The studio is also used as a test bed to explore environmentally gentle materials and systems. "Most light sources are LED, at 3,000 Kelvin colour temperature (giving off a warm, reddish/orange light, which is supposed to be calming and relaxing) - the rest are low-e fluorescent tubes, called T5s," Kember says.

"We used new sustainable materials such as Forbo vinyl [supplied by JEB Group] as the main studio flooring, and new tech laminates from Challenge Pacific for walls in high-traffic areas." These laminates replicate materials such as concrete, Cor-Ten steel and zinc, he says.

"The greatest expense we had was in the air-conditioning, and in stripping away all unnecessary piping and ducting," Kember says. This cleared the ceiling to expose the concrete soffits, which are used to anchor "floating" shelving hung by 8mm stainless-steel tension cables. The result is that everyone has their own overhead storage, and the studio has a dynamic and ethereal atmosphere, maximising its height, volume and adaptability.

The McLintock Wong office in Wong Chuk Hang retains the industrial feel of the neighbourhood; the floor was left as bare cement and the ceiling exposed. Photo: c8x-photography
The McLintock Wong office in Wong Chuk Hang retains the industrial feel of the neighbourhood; the floor was left as bare cement and the ceiling exposed. Photo: c8x-photography
Partly because of the high rents in Central, McLintock Wong Interiors partners Monique McLintock and Isaac Wong relocated their studio to One Island South in December 2014. "I wanted an office with more space, natural light and a view," says McLintock. "Our new office not only has floor-to-ceiling windows but the most amazing view of the mountains."

================================

**EXERCISE**
Continue the article about the design studios' offices, starting right after its last sentence.

================================

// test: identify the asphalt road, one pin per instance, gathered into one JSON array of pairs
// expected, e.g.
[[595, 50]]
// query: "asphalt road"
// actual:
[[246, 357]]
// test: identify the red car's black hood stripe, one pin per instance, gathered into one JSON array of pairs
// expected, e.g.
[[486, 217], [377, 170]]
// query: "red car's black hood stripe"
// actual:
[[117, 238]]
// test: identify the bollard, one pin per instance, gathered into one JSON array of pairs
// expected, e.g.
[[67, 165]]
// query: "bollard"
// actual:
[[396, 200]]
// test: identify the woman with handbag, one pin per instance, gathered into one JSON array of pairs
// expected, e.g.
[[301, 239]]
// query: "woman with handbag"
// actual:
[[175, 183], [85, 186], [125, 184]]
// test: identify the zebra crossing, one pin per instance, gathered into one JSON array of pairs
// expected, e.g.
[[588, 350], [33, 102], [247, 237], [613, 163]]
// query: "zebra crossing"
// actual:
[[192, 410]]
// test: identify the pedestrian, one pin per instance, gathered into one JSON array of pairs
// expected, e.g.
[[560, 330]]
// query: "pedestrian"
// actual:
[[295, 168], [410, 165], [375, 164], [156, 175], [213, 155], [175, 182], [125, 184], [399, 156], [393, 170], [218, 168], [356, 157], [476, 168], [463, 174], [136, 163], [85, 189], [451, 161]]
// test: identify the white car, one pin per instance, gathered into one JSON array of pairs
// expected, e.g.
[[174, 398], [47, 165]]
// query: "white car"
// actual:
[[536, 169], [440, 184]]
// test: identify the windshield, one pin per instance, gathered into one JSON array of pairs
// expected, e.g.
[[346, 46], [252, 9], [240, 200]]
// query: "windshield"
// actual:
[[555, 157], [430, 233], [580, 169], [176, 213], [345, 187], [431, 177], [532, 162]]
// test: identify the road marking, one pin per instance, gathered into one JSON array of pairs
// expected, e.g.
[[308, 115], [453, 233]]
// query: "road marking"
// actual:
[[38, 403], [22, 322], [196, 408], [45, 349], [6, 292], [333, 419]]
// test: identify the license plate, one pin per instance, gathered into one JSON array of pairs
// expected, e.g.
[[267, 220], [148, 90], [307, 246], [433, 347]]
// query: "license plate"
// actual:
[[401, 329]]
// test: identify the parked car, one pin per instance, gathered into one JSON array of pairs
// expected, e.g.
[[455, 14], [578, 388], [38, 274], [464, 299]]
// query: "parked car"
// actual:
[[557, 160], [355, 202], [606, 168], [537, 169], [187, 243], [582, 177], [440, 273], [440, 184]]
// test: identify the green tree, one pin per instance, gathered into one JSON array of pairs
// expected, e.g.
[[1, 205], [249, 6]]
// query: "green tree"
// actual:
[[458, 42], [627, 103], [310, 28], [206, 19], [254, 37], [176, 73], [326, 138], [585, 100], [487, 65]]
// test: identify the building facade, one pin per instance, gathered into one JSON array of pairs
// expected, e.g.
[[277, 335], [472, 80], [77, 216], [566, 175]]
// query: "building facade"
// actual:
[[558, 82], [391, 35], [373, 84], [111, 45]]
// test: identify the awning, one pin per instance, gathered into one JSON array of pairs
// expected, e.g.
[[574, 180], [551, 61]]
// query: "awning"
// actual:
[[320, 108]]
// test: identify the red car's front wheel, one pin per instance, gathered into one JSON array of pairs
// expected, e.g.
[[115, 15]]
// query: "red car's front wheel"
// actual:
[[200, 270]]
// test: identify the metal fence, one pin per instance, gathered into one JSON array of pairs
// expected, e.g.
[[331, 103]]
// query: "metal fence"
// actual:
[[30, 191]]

================================

**ANSWER TO THE PROBLEM**
She describes the studio as "vintage cool" - a style the designer has been partial to since doing the VIP suites for Hotel Eclat in Beijing four years ago. "The owner wanted something different so that once clients walked into the room they said 'wow!'," McLintock says. "I looked at vintage as a means of inspiration and this is when my love for vintage started."

Retaining the industrial feel of the neighbourhood, the floor was left as bare cement and the ceiling exposed. The furniture includes reclaimed old French farming tables and a 1940s Italian leather sofa. "The vintage pieces are unique and from all parts of the world, which represents the multinational nature of the team," McLintock said. Nine designers share the 1,000 sq ft space.

Stefano Tordiglione invoked his European design sensibilities when repurposing the 1980s factory building in Wong Chuk Hang. Photo: STdesign
Stefano Tordiglione invoked his European design sensibilities when repurposing the 1980s factory building in Wong Chuk Hang. Photo: STdesign
Stefano Tordiglione of Stefano Tordiglione Design invoked his European design sensibilities when assigned a project to repurpose a 1980s factory building in Wong Chuk Hang into creative working hub Genesis. His brief was to target creative industries such as design businesses, galleries, artists' studios and the like, who seem drawn to the happening vibe of this former industrial area.

"It's partly because rental prices are a bit lower, but the spaces are also bigger. Creativity-wise, it's a place which is new," he says.

Stefano Tordiglione's Genesis in Wong Chuk Hang. Photo: STdesign
Stefano Tordiglione's Genesis in Wong Chuk Hang. Photo: STdesign
Tordiglione describes Genesis as "creative, ironic, and fun". In the centre of the lobby stands a five-metre-high sculpted hand, its index finger pointing to the sky, recalling Michelangelo's Book of Genesis creation scene in the Sistine Chapel (and linking the piece to the name of the building, and its target tenant mix). Nearby sits a Rolls Royce art piece - the luxury car is wrapped in LED lights.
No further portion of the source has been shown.